**EXTRACTED MATERIAL**
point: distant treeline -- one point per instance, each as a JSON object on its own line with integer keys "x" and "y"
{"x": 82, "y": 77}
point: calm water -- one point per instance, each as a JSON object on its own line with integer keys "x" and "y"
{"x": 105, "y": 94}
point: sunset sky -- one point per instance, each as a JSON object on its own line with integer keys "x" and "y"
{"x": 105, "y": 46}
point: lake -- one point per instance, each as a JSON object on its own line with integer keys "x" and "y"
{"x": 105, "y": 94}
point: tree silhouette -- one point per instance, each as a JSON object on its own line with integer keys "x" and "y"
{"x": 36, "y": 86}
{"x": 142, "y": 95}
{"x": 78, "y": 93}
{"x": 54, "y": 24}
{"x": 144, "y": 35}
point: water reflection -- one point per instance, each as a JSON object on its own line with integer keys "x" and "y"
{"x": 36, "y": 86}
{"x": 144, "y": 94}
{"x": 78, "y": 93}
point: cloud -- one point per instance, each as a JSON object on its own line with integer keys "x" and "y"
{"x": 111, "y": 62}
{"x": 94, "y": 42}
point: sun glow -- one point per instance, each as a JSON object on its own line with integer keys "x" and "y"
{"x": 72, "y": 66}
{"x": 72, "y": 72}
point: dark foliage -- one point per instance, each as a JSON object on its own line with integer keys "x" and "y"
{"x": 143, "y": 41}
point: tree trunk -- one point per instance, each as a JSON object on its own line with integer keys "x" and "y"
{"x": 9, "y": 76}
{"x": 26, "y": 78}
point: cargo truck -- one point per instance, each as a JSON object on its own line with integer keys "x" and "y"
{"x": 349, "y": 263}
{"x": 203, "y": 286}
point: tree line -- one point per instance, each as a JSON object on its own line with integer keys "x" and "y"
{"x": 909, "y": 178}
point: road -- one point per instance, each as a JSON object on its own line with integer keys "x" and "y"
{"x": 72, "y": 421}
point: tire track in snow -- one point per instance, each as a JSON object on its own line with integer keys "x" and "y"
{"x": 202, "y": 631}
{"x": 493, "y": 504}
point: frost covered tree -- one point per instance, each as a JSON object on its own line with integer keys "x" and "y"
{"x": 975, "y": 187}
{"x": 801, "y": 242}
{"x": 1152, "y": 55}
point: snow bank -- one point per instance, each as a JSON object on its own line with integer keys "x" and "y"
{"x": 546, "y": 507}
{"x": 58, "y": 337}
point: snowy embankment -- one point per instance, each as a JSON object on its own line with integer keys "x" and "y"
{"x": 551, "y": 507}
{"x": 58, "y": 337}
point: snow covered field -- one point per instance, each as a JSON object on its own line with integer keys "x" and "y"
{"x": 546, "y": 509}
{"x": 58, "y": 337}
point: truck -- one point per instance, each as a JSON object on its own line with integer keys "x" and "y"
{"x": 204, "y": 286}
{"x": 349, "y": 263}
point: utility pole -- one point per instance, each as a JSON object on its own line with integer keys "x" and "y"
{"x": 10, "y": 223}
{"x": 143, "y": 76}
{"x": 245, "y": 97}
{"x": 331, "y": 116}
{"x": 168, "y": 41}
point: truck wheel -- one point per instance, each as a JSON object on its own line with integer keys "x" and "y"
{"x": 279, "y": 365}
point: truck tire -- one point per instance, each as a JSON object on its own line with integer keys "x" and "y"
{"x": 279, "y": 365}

**HOW TO COMPLETE THIS TASK**
Each entry above needs to be retyped exactly.

**YOUR SOLUTION**
point: distant treeline -- one point per instance, each as a JSON object on its own line with integer keys "x" and "y"
{"x": 82, "y": 77}
point: calm water -- one point per instance, each as a JSON object on its own line with integer keys "x" and "y"
{"x": 105, "y": 94}
point: sunset sky -- one point per instance, each as a JSON object on its own line with integer keys "x" and "y"
{"x": 105, "y": 46}
point: lake -- one point per instance, each as a JSON object on its own line with integer keys "x" and "y"
{"x": 105, "y": 94}
point: tree silhouette -- one point per instance, each as a JSON object on its own line with integer keys "x" and "y"
{"x": 36, "y": 86}
{"x": 142, "y": 95}
{"x": 78, "y": 93}
{"x": 54, "y": 24}
{"x": 144, "y": 35}
point: water reflection -- one point per instance, each as a JSON object on its own line with integer keys "x" and "y"
{"x": 36, "y": 86}
{"x": 144, "y": 94}
{"x": 78, "y": 93}
point: cloud -- one point per instance, each as a JSON object on its own line with integer keys "x" and "y"
{"x": 111, "y": 62}
{"x": 94, "y": 42}
point: sun glow -- one point per instance, each as a JSON object on its own line with integer keys "x" and "y"
{"x": 72, "y": 66}
{"x": 72, "y": 72}
point: dark foliage -- one point per instance, each as a JSON object on its own line with integer keys "x" and "y"
{"x": 143, "y": 41}
point: tree trunk -- one point per instance, each as a JSON object on its own line with integer keys "x" and "y"
{"x": 9, "y": 76}
{"x": 26, "y": 78}
point: cargo truck -- one point per instance, each as a JSON object on its own line with integer keys "x" and "y"
{"x": 349, "y": 263}
{"x": 203, "y": 286}
point: tree line -- one point per instance, each as a JSON object on its own line with integer keys "x" and "y"
{"x": 909, "y": 178}
point: road -- one point per instance, each as a JSON object on its own line with integer keys "x" and "y"
{"x": 72, "y": 421}
point: tire track in snow -- one point per instance, each as a JSON object on its own line with integer keys "x" and "y"
{"x": 202, "y": 631}
{"x": 493, "y": 504}
point: frost covered tree -- one point per instance, each as a JSON object on its own line with integer keys "x" and "y"
{"x": 975, "y": 187}
{"x": 801, "y": 242}
{"x": 1152, "y": 55}
point: snow bank -- one point per instance, each as a JSON object on its own line with integer keys "x" and "y"
{"x": 546, "y": 507}
{"x": 58, "y": 337}
point: snowy embankment -- one point per instance, each as a JSON object on its own line with integer keys "x" and "y"
{"x": 551, "y": 507}
{"x": 58, "y": 337}
point: snow covered field -- one point per instance, each as a JSON object on its own line with integer keys "x" and "y"
{"x": 546, "y": 509}
{"x": 58, "y": 337}
point: truck -- one point per instance, each as a JSON object on its own line with integer keys "x" and "y"
{"x": 204, "y": 286}
{"x": 349, "y": 263}
point: utility pole -- one point per instance, each as a JSON object on its own line with integer keys "x" and "y"
{"x": 10, "y": 223}
{"x": 143, "y": 76}
{"x": 245, "y": 97}
{"x": 331, "y": 116}
{"x": 168, "y": 41}
point: truck wheel -- one point per instance, each as a JSON object on its own line with integer keys "x" and "y"
{"x": 279, "y": 365}
point: truck tire -- one point per instance, each as a JSON object on its own line with integer keys "x" and "y"
{"x": 279, "y": 365}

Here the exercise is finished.